## Prompt
Rewrite the items from the very first line through the line containing "165L472 176L472 156L465", replacing "rooftop air conditioner unit" with "rooftop HVAC unit" and leaving everything else as it is. Don't include the picture in your answer.

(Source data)
········

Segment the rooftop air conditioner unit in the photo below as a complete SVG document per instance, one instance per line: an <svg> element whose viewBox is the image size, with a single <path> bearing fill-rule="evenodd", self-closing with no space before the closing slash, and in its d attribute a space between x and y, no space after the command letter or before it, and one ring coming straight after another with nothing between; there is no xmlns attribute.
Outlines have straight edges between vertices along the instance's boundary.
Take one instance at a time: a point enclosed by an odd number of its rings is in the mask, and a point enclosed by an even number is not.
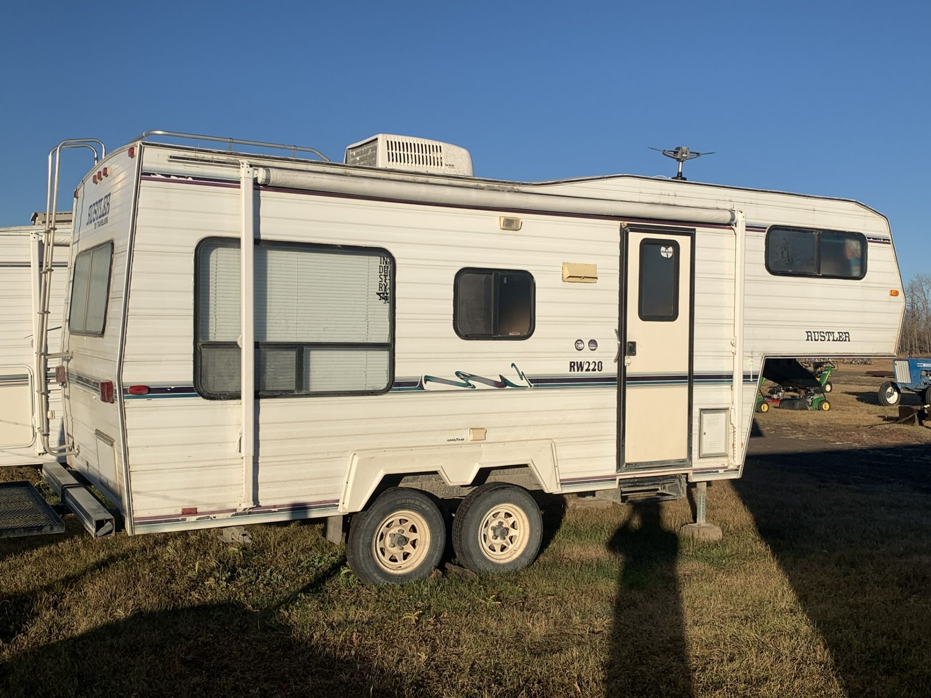
<svg viewBox="0 0 931 698"><path fill-rule="evenodd" d="M346 165L472 176L472 156L465 148L411 136L379 133L346 148Z"/></svg>

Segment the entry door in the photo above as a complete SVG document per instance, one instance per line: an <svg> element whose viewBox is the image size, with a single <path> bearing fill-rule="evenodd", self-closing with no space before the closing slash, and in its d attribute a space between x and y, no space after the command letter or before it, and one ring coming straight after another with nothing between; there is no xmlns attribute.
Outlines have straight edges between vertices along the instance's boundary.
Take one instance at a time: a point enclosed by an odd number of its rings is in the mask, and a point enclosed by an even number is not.
<svg viewBox="0 0 931 698"><path fill-rule="evenodd" d="M695 231L627 226L623 235L618 462L623 470L688 463Z"/></svg>
<svg viewBox="0 0 931 698"><path fill-rule="evenodd" d="M0 367L0 448L33 443L33 382L25 366Z"/></svg>

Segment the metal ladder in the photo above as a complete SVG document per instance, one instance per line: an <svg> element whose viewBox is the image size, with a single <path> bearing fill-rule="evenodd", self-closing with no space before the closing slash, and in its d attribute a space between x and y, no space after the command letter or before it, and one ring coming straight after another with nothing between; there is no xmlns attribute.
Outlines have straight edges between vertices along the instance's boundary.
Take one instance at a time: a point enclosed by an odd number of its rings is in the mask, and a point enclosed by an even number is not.
<svg viewBox="0 0 931 698"><path fill-rule="evenodd" d="M100 152L98 152L100 146ZM96 138L71 138L65 139L57 146L48 151L48 178L46 190L46 226L42 232L42 260L39 269L39 306L35 309L38 315L36 331L34 342L35 345L35 394L38 398L38 409L36 409L36 430L39 434L42 449L49 455L67 456L77 453L74 445L65 444L61 447L51 447L48 443L49 436L49 414L48 414L48 359L68 358L71 355L68 352L49 352L48 351L48 306L51 302L52 262L55 256L55 211L58 210L58 189L59 175L61 165L61 151L72 148L87 148L94 154L94 166L106 157L106 147L101 141ZM78 221L72 221L73 230L77 227ZM62 328L62 337L64 328Z"/></svg>

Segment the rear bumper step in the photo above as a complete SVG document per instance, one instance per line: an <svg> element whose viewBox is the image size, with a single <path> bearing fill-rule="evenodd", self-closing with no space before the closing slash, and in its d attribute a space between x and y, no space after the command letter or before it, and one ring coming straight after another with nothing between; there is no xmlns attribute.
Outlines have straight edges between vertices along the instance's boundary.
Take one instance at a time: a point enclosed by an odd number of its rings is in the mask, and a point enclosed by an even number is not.
<svg viewBox="0 0 931 698"><path fill-rule="evenodd" d="M64 522L25 480L0 483L0 538L61 533Z"/></svg>
<svg viewBox="0 0 931 698"><path fill-rule="evenodd" d="M116 531L114 515L61 463L44 463L42 477L61 498L61 503L80 519L94 538L113 535Z"/></svg>

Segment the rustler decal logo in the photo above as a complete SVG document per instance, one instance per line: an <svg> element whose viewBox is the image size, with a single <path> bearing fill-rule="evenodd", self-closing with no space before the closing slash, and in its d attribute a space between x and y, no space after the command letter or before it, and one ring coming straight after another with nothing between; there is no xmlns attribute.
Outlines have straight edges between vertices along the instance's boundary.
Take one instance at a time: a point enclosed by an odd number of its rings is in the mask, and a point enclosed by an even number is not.
<svg viewBox="0 0 931 698"><path fill-rule="evenodd" d="M850 332L831 329L806 329L805 342L850 342Z"/></svg>
<svg viewBox="0 0 931 698"><path fill-rule="evenodd" d="M604 364L600 361L570 361L569 362L569 372L575 373L578 371L582 372L591 372L604 370Z"/></svg>
<svg viewBox="0 0 931 698"><path fill-rule="evenodd" d="M85 227L88 225L93 225L95 228L100 228L101 225L105 225L107 222L107 217L110 215L110 195L105 194L101 198L97 199L93 204L88 207L88 220L85 221Z"/></svg>

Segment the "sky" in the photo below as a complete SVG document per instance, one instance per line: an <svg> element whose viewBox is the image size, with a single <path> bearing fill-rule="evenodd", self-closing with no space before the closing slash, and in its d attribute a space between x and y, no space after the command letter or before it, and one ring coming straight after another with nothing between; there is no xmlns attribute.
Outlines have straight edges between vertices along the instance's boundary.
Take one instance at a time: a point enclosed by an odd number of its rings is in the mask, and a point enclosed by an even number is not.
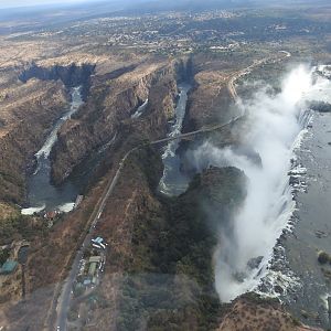
<svg viewBox="0 0 331 331"><path fill-rule="evenodd" d="M0 0L0 8L56 4L56 3L70 4L70 3L78 3L78 2L84 2L84 0Z"/></svg>

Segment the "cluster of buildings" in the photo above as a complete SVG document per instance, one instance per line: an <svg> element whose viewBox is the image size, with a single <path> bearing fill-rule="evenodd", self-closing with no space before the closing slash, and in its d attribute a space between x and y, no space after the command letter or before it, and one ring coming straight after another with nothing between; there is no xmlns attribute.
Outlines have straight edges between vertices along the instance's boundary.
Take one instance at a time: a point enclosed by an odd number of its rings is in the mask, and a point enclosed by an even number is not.
<svg viewBox="0 0 331 331"><path fill-rule="evenodd" d="M81 269L75 289L86 289L99 285L99 278L105 269L106 254L108 244L103 237L93 238L88 250L89 257L81 260Z"/></svg>

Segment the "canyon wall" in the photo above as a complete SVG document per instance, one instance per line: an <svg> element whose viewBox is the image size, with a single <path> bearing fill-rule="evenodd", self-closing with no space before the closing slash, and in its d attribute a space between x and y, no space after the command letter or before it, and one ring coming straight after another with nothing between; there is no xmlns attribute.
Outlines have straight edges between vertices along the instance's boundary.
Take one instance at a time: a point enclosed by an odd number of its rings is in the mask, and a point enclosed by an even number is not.
<svg viewBox="0 0 331 331"><path fill-rule="evenodd" d="M6 95L0 102L0 200L23 203L26 169L67 99L60 82L30 81L7 87Z"/></svg>
<svg viewBox="0 0 331 331"><path fill-rule="evenodd" d="M143 63L116 78L110 75L110 79L105 74L98 76L96 67L85 106L58 134L51 154L53 181L61 183L93 150L116 135L117 139L124 139L124 126L140 128L147 139L164 137L167 121L174 115L177 82L186 78L186 63ZM131 115L147 98L143 116L131 120Z"/></svg>

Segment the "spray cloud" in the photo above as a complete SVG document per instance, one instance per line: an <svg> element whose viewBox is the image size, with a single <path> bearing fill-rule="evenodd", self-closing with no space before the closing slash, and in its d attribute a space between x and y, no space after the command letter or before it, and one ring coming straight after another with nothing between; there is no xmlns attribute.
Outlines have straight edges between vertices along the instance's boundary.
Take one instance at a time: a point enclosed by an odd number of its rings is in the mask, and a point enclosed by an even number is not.
<svg viewBox="0 0 331 331"><path fill-rule="evenodd" d="M293 145L307 120L305 102L330 88L330 82L322 77L313 79L313 71L300 65L285 77L281 87L277 95L261 88L252 100L242 103L250 124L244 135L245 143L259 154L261 164L211 142L204 142L192 153L199 170L207 160L217 167L236 167L248 178L247 196L235 216L231 236L222 229L218 234L214 260L216 290L222 301L254 289L266 275L273 247L295 209L287 173Z"/></svg>

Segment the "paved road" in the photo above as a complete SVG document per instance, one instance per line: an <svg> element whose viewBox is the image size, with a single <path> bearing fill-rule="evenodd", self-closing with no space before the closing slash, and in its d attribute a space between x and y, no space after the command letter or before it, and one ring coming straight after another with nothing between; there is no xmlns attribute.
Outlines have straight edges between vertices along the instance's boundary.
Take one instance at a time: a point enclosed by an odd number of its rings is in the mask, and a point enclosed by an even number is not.
<svg viewBox="0 0 331 331"><path fill-rule="evenodd" d="M287 53L287 52L284 52L284 53L286 54L285 57L290 56L289 53ZM285 58L285 57L282 57L282 58ZM280 58L280 61L282 58ZM235 85L234 85L235 81L238 79L239 77L246 75L247 73L249 73L254 67L256 67L256 66L258 66L263 63L267 63L268 61L270 61L270 58L260 60L258 62L255 62L254 64L249 65L247 68L241 71L237 74L235 74L231 78L227 87L228 87L229 94L232 95L232 97L234 98L235 102L238 100L238 96L237 96L236 88L235 88ZM279 58L276 58L274 61L277 62L277 61L279 61ZM92 233L95 228L95 225L97 224L98 220L100 218L100 215L104 212L106 202L107 202L109 195L113 193L114 188L116 186L116 184L118 182L118 179L120 177L121 170L125 166L125 162L130 157L130 154L132 152L135 152L136 150L138 150L142 147L146 147L146 146L154 146L154 145L158 145L158 143L163 143L163 142L168 142L168 141L175 140L175 139L183 139L183 138L186 138L186 137L196 136L196 135L200 135L200 134L203 134L203 132L211 132L211 131L220 130L222 128L225 128L226 126L235 124L242 117L243 117L243 115L234 117L231 120L228 120L227 122L217 124L217 125L213 125L213 126L206 126L206 127L203 127L203 128L201 128L199 130L195 130L195 131L192 131L192 132L181 134L181 135L178 135L178 136L174 136L174 137L168 137L168 138L154 140L154 141L135 147L124 156L124 158L121 159L121 161L119 163L119 167L116 171L115 177L111 180L109 180L103 196L100 197L95 211L93 212L93 216L92 216L93 220L92 220L92 223L90 223L89 231L88 231L88 233L87 233L87 235L84 239L84 243L83 243L82 247L79 248L79 250L77 252L77 254L75 256L75 259L72 264L71 273L70 273L68 277L66 278L66 280L63 285L62 292L61 292L61 296L58 297L57 308L56 308L56 328L57 328L57 330L66 331L66 329L67 329L66 320L67 320L67 312L68 312L68 308L70 308L70 303L71 303L72 289L73 289L74 281L77 277L78 270L79 270L79 260L83 258L83 250L90 243Z"/></svg>

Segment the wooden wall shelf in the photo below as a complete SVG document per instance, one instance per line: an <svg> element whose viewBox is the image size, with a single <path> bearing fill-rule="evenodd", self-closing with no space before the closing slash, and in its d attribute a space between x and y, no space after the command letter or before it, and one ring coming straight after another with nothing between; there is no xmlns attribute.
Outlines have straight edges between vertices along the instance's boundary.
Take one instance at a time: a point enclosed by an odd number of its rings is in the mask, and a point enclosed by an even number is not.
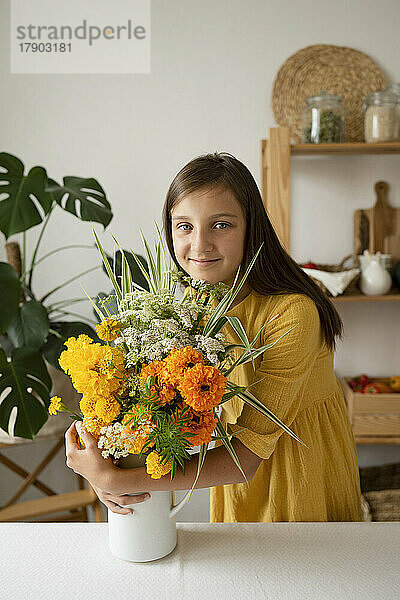
<svg viewBox="0 0 400 600"><path fill-rule="evenodd" d="M342 294L329 297L332 302L399 302L400 290L393 288L384 296L365 296L364 294Z"/></svg>
<svg viewBox="0 0 400 600"><path fill-rule="evenodd" d="M287 127L271 127L269 139L261 140L261 193L271 223L285 250L290 254L290 159L292 156L327 154L400 154L400 143L385 144L291 144ZM333 302L396 302L400 290L384 296L343 294Z"/></svg>
<svg viewBox="0 0 400 600"><path fill-rule="evenodd" d="M290 154L297 156L310 154L400 154L400 143L291 144Z"/></svg>

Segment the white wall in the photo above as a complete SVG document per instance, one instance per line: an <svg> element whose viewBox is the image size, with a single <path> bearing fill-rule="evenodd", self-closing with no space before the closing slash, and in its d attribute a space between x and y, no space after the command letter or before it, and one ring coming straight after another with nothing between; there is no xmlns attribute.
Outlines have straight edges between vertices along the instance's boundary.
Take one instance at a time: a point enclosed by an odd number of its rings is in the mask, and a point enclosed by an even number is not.
<svg viewBox="0 0 400 600"><path fill-rule="evenodd" d="M96 177L115 215L105 235L96 227L109 251L111 233L124 247L142 251L139 227L153 236L171 179L194 156L231 152L260 183L260 139L275 125L273 80L297 50L317 43L349 46L371 56L390 80L400 80L397 0L153 0L150 75L11 75L8 2L1 0L0 11L1 149L20 157L27 169L45 166L58 181L71 174ZM292 159L293 257L335 263L350 254L353 211L373 204L377 180L389 182L390 202L400 206L398 161ZM28 254L39 231L27 236ZM92 243L91 226L58 209L40 255L73 243ZM5 260L3 243L0 253ZM92 250L56 254L37 268L34 291L40 296L96 264ZM92 295L110 290L101 271L81 283ZM76 283L54 300L81 295ZM91 315L88 303L79 306L77 312ZM339 305L339 311L346 337L336 355L337 374L398 373L398 305ZM51 444L32 444L29 455L17 448L4 454L28 468L45 447ZM381 464L399 460L400 448L359 446L358 454L360 465ZM3 466L0 475L1 503L18 478ZM43 479L68 491L74 489L72 475L60 453ZM208 520L207 503L207 491L197 492L180 518Z"/></svg>

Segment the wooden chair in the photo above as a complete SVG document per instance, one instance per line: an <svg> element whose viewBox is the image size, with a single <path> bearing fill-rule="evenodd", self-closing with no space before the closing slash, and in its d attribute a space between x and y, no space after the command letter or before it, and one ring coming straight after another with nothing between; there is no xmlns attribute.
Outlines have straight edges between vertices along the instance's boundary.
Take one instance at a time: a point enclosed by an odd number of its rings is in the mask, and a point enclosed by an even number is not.
<svg viewBox="0 0 400 600"><path fill-rule="evenodd" d="M33 522L41 523L52 523L52 522L67 522L67 521L88 521L87 507L92 506L94 510L95 520L97 523L103 523L103 515L100 506L100 500L97 497L96 492L92 486L88 483L88 488L85 489L85 479L81 475L77 475L79 490L77 492L70 492L67 494L57 494L54 490L45 485L38 479L38 475L43 469L51 462L56 456L58 451L64 447L64 435L54 436L57 439L56 445L50 450L50 452L44 457L44 459L38 464L38 466L28 473L25 469L22 469L15 462L1 454L0 462L7 468L11 469L17 475L23 477L24 481L11 498L0 507L0 521L25 521L30 520ZM19 444L32 444L34 440L26 440ZM8 444L0 443L0 447L12 447ZM27 500L18 502L18 499L22 496L25 490L34 485L41 492L45 494L44 498L38 498L36 500ZM56 517L49 517L54 513L64 512L65 514L58 515ZM47 518L39 518L47 516Z"/></svg>

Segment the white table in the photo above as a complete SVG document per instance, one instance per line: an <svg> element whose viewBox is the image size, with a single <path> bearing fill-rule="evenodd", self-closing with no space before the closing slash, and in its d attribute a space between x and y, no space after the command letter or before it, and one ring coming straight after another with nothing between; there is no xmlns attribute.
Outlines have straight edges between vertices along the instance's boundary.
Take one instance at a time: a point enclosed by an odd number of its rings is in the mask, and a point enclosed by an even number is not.
<svg viewBox="0 0 400 600"><path fill-rule="evenodd" d="M400 522L177 527L169 556L139 564L110 554L107 523L0 523L0 598L400 598Z"/></svg>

········

## The result
Segment the rooftop HVAC unit in the photo below as a complete SVG document per instance, one instance per line: an <svg> element whose viewBox is the image size, with a single <path> bearing fill-rule="evenodd", self-closing with no space before the closing slash, and in its d attribute a space between x and y, no space after the command letter or before it, and one ring coming straight after another with nothing between; there is no xmlns attribute.
Outlines have straight edges between vertices along the instance's boundary.
Take one instance at a time: a point enclosed by an odd number of its rings is in the mask, and a point enclosed by an even number is not.
<svg viewBox="0 0 931 698"><path fill-rule="evenodd" d="M346 165L472 176L472 156L465 148L411 136L379 133L346 148Z"/></svg>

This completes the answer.